### [AIM]
Which lines in the listing below contain the word "window"? Copy each of them out in full.

[BEGIN MATERIAL]

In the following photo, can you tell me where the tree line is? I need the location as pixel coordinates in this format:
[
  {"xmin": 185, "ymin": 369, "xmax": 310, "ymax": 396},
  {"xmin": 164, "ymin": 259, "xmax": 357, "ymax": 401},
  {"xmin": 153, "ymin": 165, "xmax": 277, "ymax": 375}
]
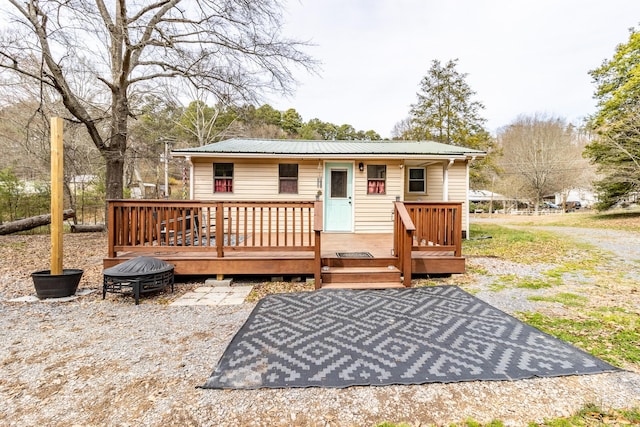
[{"xmin": 0, "ymin": 0, "xmax": 640, "ymax": 214}]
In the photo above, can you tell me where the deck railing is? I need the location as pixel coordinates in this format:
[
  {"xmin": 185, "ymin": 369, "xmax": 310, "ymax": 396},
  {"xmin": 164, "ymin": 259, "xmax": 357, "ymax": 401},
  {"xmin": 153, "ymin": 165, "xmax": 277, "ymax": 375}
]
[
  {"xmin": 393, "ymin": 202, "xmax": 416, "ymax": 288},
  {"xmin": 404, "ymin": 202, "xmax": 462, "ymax": 257},
  {"xmin": 108, "ymin": 200, "xmax": 322, "ymax": 257}
]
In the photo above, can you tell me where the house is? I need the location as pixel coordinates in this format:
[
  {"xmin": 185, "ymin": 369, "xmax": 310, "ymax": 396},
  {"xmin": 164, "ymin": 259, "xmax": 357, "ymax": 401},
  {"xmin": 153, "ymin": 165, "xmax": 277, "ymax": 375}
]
[
  {"xmin": 104, "ymin": 139, "xmax": 485, "ymax": 288},
  {"xmin": 172, "ymin": 139, "xmax": 485, "ymax": 235}
]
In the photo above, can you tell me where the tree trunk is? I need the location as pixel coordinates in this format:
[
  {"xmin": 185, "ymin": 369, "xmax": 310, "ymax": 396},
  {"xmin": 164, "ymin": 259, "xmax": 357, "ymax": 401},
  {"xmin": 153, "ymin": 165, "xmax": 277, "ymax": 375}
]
[{"xmin": 0, "ymin": 209, "xmax": 76, "ymax": 235}]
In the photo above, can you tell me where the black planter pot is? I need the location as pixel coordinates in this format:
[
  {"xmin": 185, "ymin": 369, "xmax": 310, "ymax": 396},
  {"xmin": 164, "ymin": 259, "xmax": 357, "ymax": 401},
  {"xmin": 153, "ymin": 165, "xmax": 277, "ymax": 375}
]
[{"xmin": 31, "ymin": 269, "xmax": 84, "ymax": 299}]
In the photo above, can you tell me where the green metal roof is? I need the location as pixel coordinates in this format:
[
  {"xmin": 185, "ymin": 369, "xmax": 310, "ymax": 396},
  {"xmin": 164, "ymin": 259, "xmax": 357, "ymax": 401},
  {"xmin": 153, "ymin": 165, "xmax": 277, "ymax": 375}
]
[{"xmin": 172, "ymin": 138, "xmax": 486, "ymax": 158}]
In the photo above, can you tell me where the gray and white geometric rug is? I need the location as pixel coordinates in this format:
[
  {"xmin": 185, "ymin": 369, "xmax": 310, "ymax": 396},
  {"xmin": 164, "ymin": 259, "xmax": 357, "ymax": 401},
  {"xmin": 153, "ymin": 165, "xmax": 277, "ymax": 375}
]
[{"xmin": 202, "ymin": 286, "xmax": 618, "ymax": 389}]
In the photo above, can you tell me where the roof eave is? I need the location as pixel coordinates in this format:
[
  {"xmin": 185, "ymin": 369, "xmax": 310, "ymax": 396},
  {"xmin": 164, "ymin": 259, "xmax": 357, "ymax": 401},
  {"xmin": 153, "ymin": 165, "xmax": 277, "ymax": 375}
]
[{"xmin": 171, "ymin": 151, "xmax": 486, "ymax": 160}]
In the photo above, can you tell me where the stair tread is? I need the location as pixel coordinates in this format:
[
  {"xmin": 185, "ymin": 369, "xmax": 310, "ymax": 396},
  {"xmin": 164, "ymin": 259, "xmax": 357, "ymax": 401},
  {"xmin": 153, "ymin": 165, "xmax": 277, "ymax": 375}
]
[
  {"xmin": 322, "ymin": 282, "xmax": 404, "ymax": 289},
  {"xmin": 322, "ymin": 265, "xmax": 400, "ymax": 274}
]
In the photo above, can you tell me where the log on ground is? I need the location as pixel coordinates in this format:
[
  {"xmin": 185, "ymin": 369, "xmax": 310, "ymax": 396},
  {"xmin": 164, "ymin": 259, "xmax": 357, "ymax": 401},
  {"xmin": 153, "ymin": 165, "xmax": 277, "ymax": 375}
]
[{"xmin": 0, "ymin": 209, "xmax": 76, "ymax": 235}]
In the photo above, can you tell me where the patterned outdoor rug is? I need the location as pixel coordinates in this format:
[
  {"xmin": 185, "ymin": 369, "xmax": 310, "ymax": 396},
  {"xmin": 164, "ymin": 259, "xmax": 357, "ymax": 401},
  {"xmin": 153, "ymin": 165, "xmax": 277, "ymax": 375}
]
[{"xmin": 203, "ymin": 286, "xmax": 617, "ymax": 389}]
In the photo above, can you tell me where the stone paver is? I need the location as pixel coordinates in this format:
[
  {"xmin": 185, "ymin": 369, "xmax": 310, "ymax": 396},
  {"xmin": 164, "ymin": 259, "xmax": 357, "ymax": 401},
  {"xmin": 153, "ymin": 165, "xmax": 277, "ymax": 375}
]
[{"xmin": 170, "ymin": 286, "xmax": 253, "ymax": 305}]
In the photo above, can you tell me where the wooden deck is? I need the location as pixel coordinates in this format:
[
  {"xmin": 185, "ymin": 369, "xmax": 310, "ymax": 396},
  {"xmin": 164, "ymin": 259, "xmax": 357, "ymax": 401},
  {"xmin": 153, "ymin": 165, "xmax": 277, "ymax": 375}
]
[{"xmin": 104, "ymin": 200, "xmax": 465, "ymax": 288}]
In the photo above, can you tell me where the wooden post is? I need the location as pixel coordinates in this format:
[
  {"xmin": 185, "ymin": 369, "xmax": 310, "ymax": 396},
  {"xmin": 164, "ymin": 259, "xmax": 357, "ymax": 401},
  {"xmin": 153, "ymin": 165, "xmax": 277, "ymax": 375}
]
[{"xmin": 51, "ymin": 117, "xmax": 64, "ymax": 275}]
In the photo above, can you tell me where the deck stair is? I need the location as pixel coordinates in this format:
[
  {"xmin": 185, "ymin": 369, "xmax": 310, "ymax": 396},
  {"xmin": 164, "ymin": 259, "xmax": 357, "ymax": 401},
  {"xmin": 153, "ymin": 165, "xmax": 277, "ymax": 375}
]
[{"xmin": 321, "ymin": 259, "xmax": 403, "ymax": 289}]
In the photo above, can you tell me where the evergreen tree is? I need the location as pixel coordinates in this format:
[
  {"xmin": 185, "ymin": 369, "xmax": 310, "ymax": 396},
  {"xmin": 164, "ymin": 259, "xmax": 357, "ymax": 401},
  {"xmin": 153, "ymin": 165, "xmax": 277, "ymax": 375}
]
[
  {"xmin": 410, "ymin": 60, "xmax": 491, "ymax": 149},
  {"xmin": 585, "ymin": 29, "xmax": 640, "ymax": 209}
]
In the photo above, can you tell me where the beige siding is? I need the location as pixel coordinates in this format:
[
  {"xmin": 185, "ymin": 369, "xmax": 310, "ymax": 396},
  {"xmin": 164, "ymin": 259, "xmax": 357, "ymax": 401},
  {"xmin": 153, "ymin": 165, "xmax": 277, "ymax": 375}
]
[
  {"xmin": 404, "ymin": 161, "xmax": 469, "ymax": 231},
  {"xmin": 449, "ymin": 162, "xmax": 469, "ymax": 235},
  {"xmin": 354, "ymin": 161, "xmax": 404, "ymax": 233},
  {"xmin": 194, "ymin": 159, "xmax": 468, "ymax": 233},
  {"xmin": 194, "ymin": 159, "xmax": 319, "ymax": 201}
]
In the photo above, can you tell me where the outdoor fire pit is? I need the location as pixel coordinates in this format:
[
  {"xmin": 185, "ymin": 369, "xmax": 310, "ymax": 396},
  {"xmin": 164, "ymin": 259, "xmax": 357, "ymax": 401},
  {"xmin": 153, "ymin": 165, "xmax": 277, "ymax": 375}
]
[{"xmin": 102, "ymin": 256, "xmax": 174, "ymax": 305}]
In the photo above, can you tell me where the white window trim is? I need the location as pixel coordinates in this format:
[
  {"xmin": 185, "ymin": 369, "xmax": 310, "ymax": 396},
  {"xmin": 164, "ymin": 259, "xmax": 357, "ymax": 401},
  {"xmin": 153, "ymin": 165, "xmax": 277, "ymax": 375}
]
[{"xmin": 407, "ymin": 166, "xmax": 427, "ymax": 194}]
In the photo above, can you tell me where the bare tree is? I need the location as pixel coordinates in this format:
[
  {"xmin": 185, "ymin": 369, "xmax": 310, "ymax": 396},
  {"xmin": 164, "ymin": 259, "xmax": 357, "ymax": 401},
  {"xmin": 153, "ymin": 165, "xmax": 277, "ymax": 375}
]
[
  {"xmin": 498, "ymin": 114, "xmax": 591, "ymax": 210},
  {"xmin": 0, "ymin": 0, "xmax": 314, "ymax": 198}
]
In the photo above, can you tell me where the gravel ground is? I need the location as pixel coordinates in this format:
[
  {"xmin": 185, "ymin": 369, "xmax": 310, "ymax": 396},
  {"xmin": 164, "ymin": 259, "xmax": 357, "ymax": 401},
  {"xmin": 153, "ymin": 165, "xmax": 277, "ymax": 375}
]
[{"xmin": 0, "ymin": 229, "xmax": 640, "ymax": 426}]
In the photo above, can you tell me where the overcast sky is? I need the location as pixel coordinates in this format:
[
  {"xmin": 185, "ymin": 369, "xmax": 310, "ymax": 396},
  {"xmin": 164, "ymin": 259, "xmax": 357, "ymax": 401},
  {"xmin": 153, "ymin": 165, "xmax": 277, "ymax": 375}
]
[{"xmin": 265, "ymin": 0, "xmax": 640, "ymax": 137}]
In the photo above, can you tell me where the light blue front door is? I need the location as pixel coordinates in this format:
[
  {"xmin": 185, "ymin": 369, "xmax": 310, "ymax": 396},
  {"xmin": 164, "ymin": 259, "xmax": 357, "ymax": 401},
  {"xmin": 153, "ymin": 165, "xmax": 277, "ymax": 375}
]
[{"xmin": 324, "ymin": 163, "xmax": 353, "ymax": 232}]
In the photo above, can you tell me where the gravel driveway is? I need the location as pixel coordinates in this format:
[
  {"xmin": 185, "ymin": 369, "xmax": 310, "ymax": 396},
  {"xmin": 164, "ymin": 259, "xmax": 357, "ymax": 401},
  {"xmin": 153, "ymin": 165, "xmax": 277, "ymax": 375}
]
[{"xmin": 0, "ymin": 229, "xmax": 640, "ymax": 426}]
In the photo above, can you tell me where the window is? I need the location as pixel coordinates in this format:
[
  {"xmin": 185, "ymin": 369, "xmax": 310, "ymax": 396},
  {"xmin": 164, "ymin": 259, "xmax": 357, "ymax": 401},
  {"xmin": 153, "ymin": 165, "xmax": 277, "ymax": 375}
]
[
  {"xmin": 409, "ymin": 168, "xmax": 427, "ymax": 193},
  {"xmin": 278, "ymin": 163, "xmax": 298, "ymax": 194},
  {"xmin": 213, "ymin": 163, "xmax": 233, "ymax": 193},
  {"xmin": 367, "ymin": 165, "xmax": 387, "ymax": 194}
]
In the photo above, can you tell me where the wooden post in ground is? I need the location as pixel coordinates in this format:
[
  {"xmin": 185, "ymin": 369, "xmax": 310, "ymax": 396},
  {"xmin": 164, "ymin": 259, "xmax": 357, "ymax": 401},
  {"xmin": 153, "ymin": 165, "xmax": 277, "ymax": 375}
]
[{"xmin": 50, "ymin": 117, "xmax": 64, "ymax": 275}]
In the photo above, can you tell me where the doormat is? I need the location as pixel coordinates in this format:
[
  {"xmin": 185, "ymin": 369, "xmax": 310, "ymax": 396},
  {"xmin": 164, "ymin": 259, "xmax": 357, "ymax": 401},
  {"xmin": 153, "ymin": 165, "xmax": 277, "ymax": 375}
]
[
  {"xmin": 202, "ymin": 286, "xmax": 618, "ymax": 389},
  {"xmin": 336, "ymin": 252, "xmax": 373, "ymax": 258}
]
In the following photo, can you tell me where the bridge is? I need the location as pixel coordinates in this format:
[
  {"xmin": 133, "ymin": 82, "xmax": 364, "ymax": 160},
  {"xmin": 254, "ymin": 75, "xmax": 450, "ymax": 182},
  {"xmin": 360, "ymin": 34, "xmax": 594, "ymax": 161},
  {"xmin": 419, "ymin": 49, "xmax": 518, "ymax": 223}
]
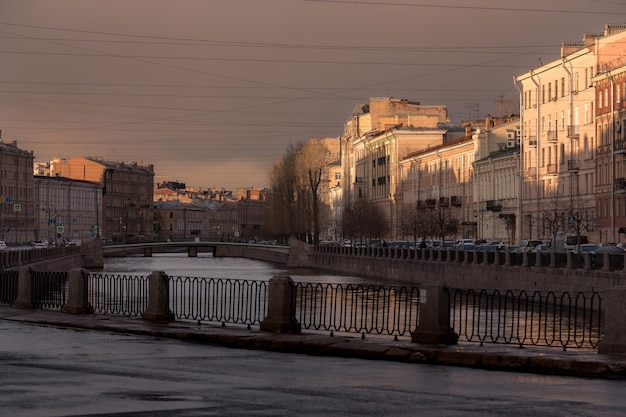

[END MATERIAL]

### [RESPONSE FOR THIS EXERCISE]
In the photo above, can you tell me where the white window trim is? I need the location as pixel coordinates in this format:
In the photo above, can you tell me where the window is? I need the location as pixel coordinates in this format:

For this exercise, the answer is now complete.